AUFGABE A
Nenne in der Reihenfolge ihres Auftretens alle Personen, die im folgenden Textauszug namentlich genannt werden.

TEXTAUSZUG

-=-=-

Das Ministerium plant für das nächste Jahr Stipendien für Lehramtsstudierende an Sekundarschulen, die MINT-Fächer studieren. Lehrkräfte im Vorbereitungsdienst können ab der elften Unterrichtsstunde freiwillig mehr arbeiten.
Für diese und künftige Maßnahmen ist aber eines unverzichtbar: Sie dürfen nicht in einem Flaschenhals in der Schulverwaltung stecken bleiben. Viele Probleme, die an uns herangetragen werden, könnten vermieden werden, wenn die Schulverwaltung flexibler und moderner ausgestattet wäre. Dafür muss sie personell und fachlich gestärkt und an der Spitze professionalisiert werden.
Meine sehr geehrten Damen und Herren! Bildung ist die wichtigste Ressource, die wir in Sachsen-Anhalt haben. Wir tun gut daran, uns diesem schwierigen Thema intensiv zu widmen und nicht so zu tun, als wären einfach nur mehr Studienkapazitäten die Lösung für unsere Probleme,
(Zustimmung bei der FDP)
als wäre die Neuausrichtung an der OVGU die Lösung unserer Probleme. Es geht um kurzfristige Maßnahmen - dazu habe ich einige Dinge gesagt - und es geht um mittel- und langfristige Maßnahmen.
Bei aller Diskussion bitte ich alle engagierten Bildungs- und Wissenschaftspolitiker im Blick zu behalten, dass auf ein Tief in der Lehrerversorgung immer ein Hoch folgt. Genau an diese Konsequenz müssen wir bereits heute denken. Denn wir wissen, wie lange die Lehramtsausbildung dauert. Sie eignet sich im Übrigen kaum für das Umstellen auf eine Ausbildung auf Fachhochschulniveau. Deshalb ist es gut, diese Diskussion sachlich fundiert zu führen.
Die Grundidee, dass für den Norden des Landes Lehrkräfte nur gewonnen werden können, wenn sie im Norden des Landes ausgebildet werden, halte ich persönlich für falsch.
(Zustimmung bei der CDU)
Niemand von uns käme auf die Idee, Magdeburg benötige eine eigene juristische Fakultät, weil es im Norden des Landes zu wenige Juristinnen und Juristen gibt.
(Zustimmung bei der CDU und von Andreas Silbersack, FDP)
Niemand käme auf die Idee, Verwaltungsfachassistenten aus dem Harz abzuziehen, weil in Wittenberg Stellen unbesetzt bleiben. Genau vor diesem Hintergrund ist unsere vorderste Aufgabe, die Besetzungen zu beschleunigen, den Lehrerberuf in Sachsen-Anhalt attraktiv zu gestalten, die Bremsen, die wir haben, zu lösen, damit wir schneller und besser einstellen können als die uns umgebenden Bundesländer. Damit können wir im Sinne unserer Schülerinnen und Schüler und im Interesse unserer Schulen sehr schnell sehr viel erreichen. -Vielen Dank.
(Zustimmung bei der SPD, bei der CDU und bei der FDP - Zuruf von Hendrik Lange, DIE LINKE)
Vizepräsidentin Anne-Marie Keding:
Frau Dr. Pähle, Sie waren sehr schnell. Es gibt eine Intervention von Herrn Lippmann.

-=-=-

Gespeicherte Einträge
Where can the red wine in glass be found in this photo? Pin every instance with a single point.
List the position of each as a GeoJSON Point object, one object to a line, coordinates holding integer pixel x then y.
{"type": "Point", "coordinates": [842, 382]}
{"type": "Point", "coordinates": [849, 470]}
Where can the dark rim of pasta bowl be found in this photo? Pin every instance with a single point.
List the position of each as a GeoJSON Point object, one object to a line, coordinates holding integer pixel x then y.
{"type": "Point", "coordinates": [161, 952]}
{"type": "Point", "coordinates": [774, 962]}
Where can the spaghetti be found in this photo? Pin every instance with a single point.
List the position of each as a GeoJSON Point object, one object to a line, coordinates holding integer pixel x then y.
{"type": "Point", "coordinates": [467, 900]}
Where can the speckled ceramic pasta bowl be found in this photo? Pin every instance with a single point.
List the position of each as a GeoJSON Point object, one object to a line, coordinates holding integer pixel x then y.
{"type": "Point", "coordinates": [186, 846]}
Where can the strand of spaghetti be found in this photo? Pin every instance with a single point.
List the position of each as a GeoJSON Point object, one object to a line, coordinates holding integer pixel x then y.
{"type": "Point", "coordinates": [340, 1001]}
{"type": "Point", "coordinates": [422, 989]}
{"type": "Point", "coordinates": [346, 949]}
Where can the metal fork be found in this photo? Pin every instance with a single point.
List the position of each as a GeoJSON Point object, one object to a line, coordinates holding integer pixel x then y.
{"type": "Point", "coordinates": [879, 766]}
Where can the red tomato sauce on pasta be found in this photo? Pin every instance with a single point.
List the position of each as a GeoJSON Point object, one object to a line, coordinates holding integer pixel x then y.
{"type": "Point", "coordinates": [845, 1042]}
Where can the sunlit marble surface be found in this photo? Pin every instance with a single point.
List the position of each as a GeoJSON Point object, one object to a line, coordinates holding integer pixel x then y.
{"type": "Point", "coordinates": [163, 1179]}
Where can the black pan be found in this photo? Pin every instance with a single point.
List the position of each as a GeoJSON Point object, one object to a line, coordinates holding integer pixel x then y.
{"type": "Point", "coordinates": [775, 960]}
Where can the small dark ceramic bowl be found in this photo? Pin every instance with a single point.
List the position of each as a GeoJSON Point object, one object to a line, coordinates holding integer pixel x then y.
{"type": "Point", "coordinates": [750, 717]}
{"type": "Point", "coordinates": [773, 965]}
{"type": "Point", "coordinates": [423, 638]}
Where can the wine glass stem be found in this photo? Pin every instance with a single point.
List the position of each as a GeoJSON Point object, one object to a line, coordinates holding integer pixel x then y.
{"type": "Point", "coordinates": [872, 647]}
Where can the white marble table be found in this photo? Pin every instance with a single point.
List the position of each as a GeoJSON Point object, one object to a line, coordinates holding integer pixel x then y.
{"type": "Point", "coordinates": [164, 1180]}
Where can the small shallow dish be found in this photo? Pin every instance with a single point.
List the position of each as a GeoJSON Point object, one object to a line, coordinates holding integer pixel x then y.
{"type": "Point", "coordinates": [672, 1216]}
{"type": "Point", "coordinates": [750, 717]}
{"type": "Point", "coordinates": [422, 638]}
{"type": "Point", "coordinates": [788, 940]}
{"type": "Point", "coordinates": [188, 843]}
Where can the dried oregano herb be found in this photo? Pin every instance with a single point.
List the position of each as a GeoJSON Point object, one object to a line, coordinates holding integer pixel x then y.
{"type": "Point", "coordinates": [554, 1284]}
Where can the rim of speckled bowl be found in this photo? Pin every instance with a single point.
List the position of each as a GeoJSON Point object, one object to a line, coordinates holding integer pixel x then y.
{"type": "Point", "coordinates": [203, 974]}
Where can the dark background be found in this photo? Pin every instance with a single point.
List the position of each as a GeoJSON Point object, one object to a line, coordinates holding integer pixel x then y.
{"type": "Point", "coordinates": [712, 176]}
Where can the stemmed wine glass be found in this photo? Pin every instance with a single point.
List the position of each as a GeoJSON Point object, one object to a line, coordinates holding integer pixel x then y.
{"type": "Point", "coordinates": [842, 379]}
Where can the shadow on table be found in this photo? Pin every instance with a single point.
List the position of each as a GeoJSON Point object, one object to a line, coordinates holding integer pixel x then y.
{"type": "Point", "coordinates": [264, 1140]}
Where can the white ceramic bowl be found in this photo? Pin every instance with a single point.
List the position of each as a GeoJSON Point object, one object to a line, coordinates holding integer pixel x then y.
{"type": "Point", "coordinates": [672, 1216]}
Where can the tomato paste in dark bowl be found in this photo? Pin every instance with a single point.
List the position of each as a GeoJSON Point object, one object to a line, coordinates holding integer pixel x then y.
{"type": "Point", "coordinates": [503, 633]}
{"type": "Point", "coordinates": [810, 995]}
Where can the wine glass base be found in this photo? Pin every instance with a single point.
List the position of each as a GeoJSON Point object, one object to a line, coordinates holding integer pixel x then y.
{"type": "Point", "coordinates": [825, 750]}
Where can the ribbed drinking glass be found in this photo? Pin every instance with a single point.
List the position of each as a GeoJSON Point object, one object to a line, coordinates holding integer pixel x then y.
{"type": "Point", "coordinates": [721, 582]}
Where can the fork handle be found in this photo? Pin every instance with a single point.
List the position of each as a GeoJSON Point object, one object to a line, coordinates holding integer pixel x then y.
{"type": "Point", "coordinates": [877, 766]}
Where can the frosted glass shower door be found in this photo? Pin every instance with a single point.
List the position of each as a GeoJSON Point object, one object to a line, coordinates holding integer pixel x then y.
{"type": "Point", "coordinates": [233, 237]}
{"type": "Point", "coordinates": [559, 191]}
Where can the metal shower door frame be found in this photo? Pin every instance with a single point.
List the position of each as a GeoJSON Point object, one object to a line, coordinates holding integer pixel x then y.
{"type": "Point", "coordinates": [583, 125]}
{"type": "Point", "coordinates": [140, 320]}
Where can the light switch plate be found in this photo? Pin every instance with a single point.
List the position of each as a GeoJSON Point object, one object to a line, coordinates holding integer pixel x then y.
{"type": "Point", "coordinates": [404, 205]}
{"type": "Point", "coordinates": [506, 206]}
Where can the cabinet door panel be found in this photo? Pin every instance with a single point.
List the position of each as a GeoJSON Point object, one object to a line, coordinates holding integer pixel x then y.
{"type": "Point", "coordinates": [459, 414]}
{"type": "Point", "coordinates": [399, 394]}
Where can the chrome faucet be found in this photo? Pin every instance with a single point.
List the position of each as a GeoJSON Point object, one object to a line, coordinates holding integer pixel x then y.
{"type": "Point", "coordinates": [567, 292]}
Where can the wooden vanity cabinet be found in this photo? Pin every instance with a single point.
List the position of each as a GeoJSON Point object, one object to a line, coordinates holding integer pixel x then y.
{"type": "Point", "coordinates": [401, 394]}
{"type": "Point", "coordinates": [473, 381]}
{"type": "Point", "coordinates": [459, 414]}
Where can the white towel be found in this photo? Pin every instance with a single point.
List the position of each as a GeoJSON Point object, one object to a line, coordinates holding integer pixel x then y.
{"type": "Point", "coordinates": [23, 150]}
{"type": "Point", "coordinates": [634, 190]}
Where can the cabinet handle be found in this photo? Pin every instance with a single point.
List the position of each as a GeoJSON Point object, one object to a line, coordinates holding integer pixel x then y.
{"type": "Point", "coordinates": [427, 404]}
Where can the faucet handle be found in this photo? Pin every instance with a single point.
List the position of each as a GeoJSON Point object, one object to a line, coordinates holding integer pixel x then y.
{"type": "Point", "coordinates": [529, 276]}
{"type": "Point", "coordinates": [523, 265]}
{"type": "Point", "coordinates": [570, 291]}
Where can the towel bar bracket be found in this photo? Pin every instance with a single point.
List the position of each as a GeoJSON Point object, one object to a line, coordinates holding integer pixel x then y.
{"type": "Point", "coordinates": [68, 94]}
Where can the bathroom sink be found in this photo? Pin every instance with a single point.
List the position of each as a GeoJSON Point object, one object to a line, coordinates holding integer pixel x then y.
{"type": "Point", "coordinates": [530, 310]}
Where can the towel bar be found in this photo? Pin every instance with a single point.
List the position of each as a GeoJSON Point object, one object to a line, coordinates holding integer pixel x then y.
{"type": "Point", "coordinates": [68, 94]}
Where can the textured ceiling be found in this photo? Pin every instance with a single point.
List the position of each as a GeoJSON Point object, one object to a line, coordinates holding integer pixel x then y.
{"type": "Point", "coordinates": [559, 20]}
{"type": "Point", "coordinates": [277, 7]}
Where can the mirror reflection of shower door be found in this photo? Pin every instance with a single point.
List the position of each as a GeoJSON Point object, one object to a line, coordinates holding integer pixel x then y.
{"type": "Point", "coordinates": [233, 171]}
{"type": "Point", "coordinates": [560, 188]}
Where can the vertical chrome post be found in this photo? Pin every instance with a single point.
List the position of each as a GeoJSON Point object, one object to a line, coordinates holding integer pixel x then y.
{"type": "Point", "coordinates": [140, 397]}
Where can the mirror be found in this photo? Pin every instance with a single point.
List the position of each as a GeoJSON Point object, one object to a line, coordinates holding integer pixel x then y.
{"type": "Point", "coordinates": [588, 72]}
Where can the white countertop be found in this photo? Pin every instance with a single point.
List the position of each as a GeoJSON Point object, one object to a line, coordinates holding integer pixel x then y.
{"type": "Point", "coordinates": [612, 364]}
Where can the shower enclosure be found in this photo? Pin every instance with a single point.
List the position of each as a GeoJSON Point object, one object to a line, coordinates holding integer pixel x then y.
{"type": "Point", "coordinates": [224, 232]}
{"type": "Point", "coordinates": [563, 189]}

-=-=-

AUFGABE B
Liste jede Zeile der Einträge oben auf, in der das Wort "handle" vorkommt.

ANTWORT A
Andreas Silbersack, Hendrik Lange, Anne-Marie Keding, Dr. Pähle, Lippmann

ANTWORT B
Where can the fork handle be found in this photo? Pin every instance with a single point.
Where can the cabinet handle be found in this photo? Pin every instance with a single point.
Where can the faucet handle be found in this photo? Pin every instance with a single point.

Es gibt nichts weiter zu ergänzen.